**WHAT IS REQUIRED**
Each line below has to be output exactly, from first to last.

━━━━━━━━━━━━━━━━━━━━

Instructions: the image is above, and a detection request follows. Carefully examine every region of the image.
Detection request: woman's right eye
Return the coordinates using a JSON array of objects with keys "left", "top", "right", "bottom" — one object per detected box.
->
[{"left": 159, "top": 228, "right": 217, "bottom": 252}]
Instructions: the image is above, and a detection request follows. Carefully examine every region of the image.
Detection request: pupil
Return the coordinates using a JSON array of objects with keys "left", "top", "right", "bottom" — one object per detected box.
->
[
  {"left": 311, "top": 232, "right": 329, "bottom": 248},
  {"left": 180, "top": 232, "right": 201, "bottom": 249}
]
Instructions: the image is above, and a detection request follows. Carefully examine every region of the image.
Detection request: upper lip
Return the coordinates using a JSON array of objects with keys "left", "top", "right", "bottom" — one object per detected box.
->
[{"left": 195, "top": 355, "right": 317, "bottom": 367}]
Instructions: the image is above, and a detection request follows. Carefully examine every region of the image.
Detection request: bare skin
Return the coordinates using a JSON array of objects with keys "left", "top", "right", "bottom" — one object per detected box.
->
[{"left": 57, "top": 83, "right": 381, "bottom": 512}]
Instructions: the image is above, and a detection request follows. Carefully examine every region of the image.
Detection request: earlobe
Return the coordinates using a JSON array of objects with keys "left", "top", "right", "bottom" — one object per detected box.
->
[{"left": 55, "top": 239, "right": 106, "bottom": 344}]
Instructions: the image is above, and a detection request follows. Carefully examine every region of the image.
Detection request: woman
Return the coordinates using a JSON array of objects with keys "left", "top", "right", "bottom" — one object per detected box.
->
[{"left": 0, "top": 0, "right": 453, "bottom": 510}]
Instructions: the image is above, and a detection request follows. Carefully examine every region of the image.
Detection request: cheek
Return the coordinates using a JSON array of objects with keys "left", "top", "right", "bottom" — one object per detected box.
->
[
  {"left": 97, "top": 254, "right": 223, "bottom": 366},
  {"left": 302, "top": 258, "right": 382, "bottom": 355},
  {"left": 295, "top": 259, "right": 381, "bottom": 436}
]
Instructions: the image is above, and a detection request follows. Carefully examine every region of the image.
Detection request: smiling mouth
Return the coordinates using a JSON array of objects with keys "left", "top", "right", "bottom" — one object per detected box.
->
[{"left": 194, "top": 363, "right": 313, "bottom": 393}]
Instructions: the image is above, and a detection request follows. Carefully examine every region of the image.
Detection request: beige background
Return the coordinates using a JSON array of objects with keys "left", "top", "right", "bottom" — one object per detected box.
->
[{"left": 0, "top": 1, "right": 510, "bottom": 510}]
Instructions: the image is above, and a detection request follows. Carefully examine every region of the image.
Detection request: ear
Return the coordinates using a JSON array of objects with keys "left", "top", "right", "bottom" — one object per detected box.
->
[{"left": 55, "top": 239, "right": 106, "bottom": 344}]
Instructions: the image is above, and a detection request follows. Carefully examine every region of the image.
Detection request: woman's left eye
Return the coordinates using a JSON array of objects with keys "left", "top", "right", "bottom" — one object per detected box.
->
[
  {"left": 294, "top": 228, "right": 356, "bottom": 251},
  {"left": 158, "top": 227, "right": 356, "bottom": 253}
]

━━━━━━━━━━━━━━━━━━━━

**WRITTEN RESPONSE**
Instructions: the image is above, and a detection request follows. Carefully examine every region of the image.
Detection request: woman's right eye
Return the coordinates using a JSON array of objects with keys "left", "top", "right", "bottom" — one object per detected box.
->
[{"left": 159, "top": 228, "right": 217, "bottom": 252}]
Instructions: the image is above, and a detection request follows. Carefully examine every region of the image.
Detection request: pupil
Return the coordinates using a JSON array of objects with keys "left", "top", "right", "bottom" — one object per detected box.
->
[
  {"left": 311, "top": 232, "right": 329, "bottom": 248},
  {"left": 180, "top": 232, "right": 201, "bottom": 249}
]
Instructions: the image is above, and a detection request follows. Carefully examine every region of the image.
Detection request: upper lip
Return the coordinates using a JSON array of objects with keys "left", "top", "right", "bottom" — one object per detected box.
->
[{"left": 195, "top": 355, "right": 317, "bottom": 367}]
Instructions: the image is above, and a detection request follows. Carefully examine every region of the image.
Detection request: bare skin
Return the coordinates using a JSON array of objects with keys "left", "top", "right", "bottom" — one object per detected box.
->
[{"left": 57, "top": 83, "right": 381, "bottom": 512}]
Instructions: the image is above, and a detection request follows. Carefully examine every region of the image.
Detection request: earlobe
Return the coordinates using a JSON array of objects with keys "left", "top", "right", "bottom" — one object per detected box.
->
[{"left": 55, "top": 239, "right": 106, "bottom": 344}]
Instructions: the image is above, and a detection request follows. Carefully examine every region of the image.
Detection request: woman
Return the coordinates using a JSON array of objects with keys "left", "top", "right", "bottom" — one object per detected box.
->
[{"left": 0, "top": 0, "right": 453, "bottom": 510}]
Instructions: the image is above, and a detection request follows. Carefully examine every region of the image.
Detection request: cheek
Return the coordinates using a JSON array of objects with keys "left", "top", "right", "bottom" — one object per detected box.
->
[
  {"left": 97, "top": 254, "right": 223, "bottom": 366},
  {"left": 302, "top": 258, "right": 382, "bottom": 355},
  {"left": 295, "top": 259, "right": 381, "bottom": 436}
]
Instructions: the image is above, and a detection request follows. Carefully examine every region of the image.
Detection request: smiling mouth
Return the coordinates using a JSON array of objects with keys "left", "top", "right", "bottom" — one object per detected box.
->
[{"left": 194, "top": 363, "right": 313, "bottom": 393}]
Instructions: the image is above, and a detection request follows. Carefully examine every region of the image.
Detection request: beige background
Return the coordinates using a JSON array of objects with keys "left", "top", "right", "bottom" — one object per detected box.
->
[{"left": 0, "top": 1, "right": 510, "bottom": 510}]
Instructions: the image is above, and a detection request follows. Carefully examine every region of the image.
Detection request: ear
Return the coordinates using a JSON array of objects with keys "left", "top", "right", "bottom" — one object per detected box.
->
[{"left": 55, "top": 239, "right": 106, "bottom": 344}]
Instructions: the image is above, and a detection request follows. Carefully examine every region of the image.
Detection request: woman's left eye
Return the coordinates using a JSON array of objects with keys "left", "top", "right", "bottom" — one object per detected box.
->
[
  {"left": 294, "top": 228, "right": 356, "bottom": 251},
  {"left": 158, "top": 227, "right": 356, "bottom": 253}
]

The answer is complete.